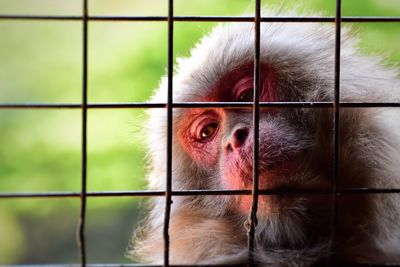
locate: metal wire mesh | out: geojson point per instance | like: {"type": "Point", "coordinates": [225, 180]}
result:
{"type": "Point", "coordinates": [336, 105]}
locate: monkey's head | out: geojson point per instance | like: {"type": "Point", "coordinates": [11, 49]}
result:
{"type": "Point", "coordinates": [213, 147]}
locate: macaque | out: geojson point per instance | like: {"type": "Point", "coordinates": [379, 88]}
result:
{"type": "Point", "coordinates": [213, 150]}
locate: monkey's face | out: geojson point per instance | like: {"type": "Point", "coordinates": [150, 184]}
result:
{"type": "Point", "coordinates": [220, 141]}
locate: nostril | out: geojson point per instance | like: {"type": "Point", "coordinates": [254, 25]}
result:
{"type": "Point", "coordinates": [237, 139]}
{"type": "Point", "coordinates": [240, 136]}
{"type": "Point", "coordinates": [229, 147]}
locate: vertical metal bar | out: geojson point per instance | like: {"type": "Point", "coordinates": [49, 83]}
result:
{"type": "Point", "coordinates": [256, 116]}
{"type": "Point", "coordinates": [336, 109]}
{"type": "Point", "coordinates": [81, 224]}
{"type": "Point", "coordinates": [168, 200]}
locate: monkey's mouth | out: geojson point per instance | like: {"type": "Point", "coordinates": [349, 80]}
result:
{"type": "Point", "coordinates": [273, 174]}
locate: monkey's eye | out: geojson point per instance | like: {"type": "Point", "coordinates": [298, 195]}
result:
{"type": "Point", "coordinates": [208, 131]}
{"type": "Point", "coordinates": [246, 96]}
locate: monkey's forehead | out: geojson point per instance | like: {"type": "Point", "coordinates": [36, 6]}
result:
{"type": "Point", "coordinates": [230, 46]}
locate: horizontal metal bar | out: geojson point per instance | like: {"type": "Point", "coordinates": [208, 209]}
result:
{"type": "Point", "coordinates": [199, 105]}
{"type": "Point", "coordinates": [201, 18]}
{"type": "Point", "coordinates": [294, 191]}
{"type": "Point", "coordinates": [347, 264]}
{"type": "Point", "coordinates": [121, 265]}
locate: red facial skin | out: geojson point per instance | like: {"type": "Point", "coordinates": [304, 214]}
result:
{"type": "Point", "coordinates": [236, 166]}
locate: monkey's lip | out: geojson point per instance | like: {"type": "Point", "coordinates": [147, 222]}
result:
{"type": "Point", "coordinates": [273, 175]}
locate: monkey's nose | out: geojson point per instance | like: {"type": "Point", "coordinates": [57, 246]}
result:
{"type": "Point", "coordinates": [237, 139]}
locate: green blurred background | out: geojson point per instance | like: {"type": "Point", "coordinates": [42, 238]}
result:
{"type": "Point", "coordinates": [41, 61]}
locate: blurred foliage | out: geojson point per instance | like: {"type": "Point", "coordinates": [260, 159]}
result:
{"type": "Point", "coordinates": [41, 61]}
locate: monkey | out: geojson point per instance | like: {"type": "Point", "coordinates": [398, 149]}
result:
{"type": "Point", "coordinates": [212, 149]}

* * *

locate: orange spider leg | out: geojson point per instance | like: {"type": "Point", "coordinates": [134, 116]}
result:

_What the task asks_
In the listing above, find the lines holding the word "metal" and copy them.

_Response_
locate: metal wire mesh | out: geojson point per instance | like: {"type": "Point", "coordinates": [225, 180]}
locate: vertical metal bar | out: geojson point per instance | like: {"type": "Point", "coordinates": [49, 83]}
locate: horizontal metal bar | out: geojson point per instance | like: {"type": "Point", "coordinates": [208, 209]}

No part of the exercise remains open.